Brano da leggere →
Se la pubblicità smaschera il cittadino

manifesto tram comune di palermo

Un estratto dall’articolo di oggi su la Repubblica.

Come previsto (e fortemente voluto) dai suoi ideatori, la campagna pubblicitaria per il tram di Palermo ha scatenato moltissime reazioni, soprattutto grazie a quel tritacarne di genialità e paranoia che sono i social network. L’accusa principale mossa al Comune è quella di protervia, nonostante l’ostentata provocatorietà dei messaggi (“Non ci scusiamo per il ritardo”, “Non ti chiediamo di avere pazienza”, eccetera) rimandi più alla furbizia del pubblicitario che all’effettiva sensibilità dei palermitani.
In realtà questa campagna e le reazioni ad essa ci dicono nulla del servizio in questione e molto, troppo, dei suoi potenziali fruitori, che si mostrano drammaticamente esasperati. Tra maledizioni e insulti, i cittadini internettiani sguainano le tastiere e si lanciano a post battente contro l’affronto subito. Il succo è: Palermo affonda e per giunta si celebra l’acqua alla gola. È davvero così?

Dati forniti →
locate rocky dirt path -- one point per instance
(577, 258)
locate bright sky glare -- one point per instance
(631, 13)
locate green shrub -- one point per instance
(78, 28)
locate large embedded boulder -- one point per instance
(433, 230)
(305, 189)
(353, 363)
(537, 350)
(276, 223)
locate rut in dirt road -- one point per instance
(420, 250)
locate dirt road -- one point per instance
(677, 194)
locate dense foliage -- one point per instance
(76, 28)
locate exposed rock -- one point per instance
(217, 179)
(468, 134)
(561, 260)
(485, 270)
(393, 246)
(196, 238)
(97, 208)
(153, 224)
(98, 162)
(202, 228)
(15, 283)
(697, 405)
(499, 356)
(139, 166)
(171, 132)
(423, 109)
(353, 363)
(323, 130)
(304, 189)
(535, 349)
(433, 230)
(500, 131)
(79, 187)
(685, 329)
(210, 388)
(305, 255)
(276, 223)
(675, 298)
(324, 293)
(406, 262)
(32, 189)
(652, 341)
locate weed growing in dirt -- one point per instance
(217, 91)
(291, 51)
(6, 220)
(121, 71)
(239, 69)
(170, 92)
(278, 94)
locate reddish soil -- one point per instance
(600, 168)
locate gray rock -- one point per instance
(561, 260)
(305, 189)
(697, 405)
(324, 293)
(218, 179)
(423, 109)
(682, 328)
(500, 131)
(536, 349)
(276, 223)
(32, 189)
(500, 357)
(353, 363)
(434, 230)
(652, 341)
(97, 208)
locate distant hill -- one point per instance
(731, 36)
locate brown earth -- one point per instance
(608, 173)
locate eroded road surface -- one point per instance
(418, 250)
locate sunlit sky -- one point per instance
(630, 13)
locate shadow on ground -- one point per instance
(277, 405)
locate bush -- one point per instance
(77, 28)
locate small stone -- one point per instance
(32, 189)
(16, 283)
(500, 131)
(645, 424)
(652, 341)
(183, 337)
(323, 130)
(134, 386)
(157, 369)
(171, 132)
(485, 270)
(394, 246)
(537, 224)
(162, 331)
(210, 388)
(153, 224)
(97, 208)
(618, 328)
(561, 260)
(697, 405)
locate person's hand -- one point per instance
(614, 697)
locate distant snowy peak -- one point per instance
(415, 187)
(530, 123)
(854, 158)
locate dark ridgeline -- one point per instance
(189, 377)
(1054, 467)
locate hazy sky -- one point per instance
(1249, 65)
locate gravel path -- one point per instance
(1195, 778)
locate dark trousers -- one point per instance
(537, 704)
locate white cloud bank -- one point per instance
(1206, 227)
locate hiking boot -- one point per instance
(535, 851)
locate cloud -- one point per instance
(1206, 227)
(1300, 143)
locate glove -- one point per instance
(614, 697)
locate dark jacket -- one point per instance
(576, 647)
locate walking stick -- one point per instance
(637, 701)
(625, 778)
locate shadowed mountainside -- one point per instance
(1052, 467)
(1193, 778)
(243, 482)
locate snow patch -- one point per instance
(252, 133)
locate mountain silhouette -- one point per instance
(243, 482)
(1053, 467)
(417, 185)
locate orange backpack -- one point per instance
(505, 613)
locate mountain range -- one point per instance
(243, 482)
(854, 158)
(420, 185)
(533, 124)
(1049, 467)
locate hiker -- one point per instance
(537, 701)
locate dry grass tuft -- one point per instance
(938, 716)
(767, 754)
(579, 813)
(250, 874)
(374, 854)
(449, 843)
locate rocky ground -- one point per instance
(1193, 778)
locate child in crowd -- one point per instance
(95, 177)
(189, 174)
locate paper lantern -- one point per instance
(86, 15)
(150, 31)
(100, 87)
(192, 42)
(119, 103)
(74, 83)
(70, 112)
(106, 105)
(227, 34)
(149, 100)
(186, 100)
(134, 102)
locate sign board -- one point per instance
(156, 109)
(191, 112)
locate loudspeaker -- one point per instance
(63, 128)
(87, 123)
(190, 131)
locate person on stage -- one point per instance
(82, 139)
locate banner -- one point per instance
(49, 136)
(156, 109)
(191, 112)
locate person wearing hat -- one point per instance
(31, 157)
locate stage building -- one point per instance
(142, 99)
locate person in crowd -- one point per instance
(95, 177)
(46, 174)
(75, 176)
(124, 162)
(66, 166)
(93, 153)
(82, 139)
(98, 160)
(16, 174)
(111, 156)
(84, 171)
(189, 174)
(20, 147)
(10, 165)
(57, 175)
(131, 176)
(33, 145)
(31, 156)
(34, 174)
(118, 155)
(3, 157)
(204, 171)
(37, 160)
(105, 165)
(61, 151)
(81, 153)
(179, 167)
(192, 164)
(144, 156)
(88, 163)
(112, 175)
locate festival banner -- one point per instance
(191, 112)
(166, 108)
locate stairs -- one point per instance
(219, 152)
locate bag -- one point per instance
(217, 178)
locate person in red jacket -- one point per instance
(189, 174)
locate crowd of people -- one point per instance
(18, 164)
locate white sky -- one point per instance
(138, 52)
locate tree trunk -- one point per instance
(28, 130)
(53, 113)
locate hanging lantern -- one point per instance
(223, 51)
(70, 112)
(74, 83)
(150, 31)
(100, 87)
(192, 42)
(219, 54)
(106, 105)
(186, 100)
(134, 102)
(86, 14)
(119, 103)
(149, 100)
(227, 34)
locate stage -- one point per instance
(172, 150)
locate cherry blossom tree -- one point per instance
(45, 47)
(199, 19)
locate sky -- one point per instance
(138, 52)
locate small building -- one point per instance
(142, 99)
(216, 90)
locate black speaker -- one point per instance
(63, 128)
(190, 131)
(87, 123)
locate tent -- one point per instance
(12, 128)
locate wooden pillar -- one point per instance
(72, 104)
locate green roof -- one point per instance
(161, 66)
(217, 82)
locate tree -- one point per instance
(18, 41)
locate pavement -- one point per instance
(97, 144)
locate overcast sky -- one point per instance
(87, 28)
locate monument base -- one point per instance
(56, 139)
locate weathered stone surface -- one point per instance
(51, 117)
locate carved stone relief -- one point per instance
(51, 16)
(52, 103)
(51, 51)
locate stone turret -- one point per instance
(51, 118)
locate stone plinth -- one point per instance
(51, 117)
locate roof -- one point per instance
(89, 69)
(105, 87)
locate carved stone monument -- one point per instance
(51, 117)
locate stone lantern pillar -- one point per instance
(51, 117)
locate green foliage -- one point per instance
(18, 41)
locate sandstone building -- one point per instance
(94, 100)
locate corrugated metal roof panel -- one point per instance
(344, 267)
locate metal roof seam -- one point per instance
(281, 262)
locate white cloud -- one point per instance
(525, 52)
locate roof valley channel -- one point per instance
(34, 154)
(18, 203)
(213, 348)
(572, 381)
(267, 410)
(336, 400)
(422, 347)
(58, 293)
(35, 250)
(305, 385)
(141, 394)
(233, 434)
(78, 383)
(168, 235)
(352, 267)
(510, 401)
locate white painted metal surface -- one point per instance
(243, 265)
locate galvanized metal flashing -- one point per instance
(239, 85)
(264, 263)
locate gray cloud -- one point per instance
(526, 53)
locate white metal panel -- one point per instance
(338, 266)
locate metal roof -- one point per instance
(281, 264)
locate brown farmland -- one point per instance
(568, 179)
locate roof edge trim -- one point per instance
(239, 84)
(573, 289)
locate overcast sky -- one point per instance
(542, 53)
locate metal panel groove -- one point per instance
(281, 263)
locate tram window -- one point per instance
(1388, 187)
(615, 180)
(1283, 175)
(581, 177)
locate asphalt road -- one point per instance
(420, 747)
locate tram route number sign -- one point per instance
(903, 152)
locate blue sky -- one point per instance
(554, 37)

Cosa occorre → Trascrivi senza modifiche la parte del brano sulla campagna per il tram di Palermo che va da "Come previsto (e" a "sensibilità dei palermitani.".

Risposta attesa →
Come previsto (e fortemente voluto) dai suoi ideatori, la campagna pubblicitaria per il tram di Palermo ha scatenato moltissime reazioni, soprattutto grazie a quel tritacarne di genialità e paranoia che sono i social network. L’accusa principale mossa al Comune è quella di protervia, nonostante l’ostentata provocatorietà dei messaggi (“Non ci scusiamo per il ritardo”, “Non ti chiediamo di avere pazienza”, eccetera) rimandi più alla furbizia del pubblicitario che all’effettiva sensibilità dei palermitani.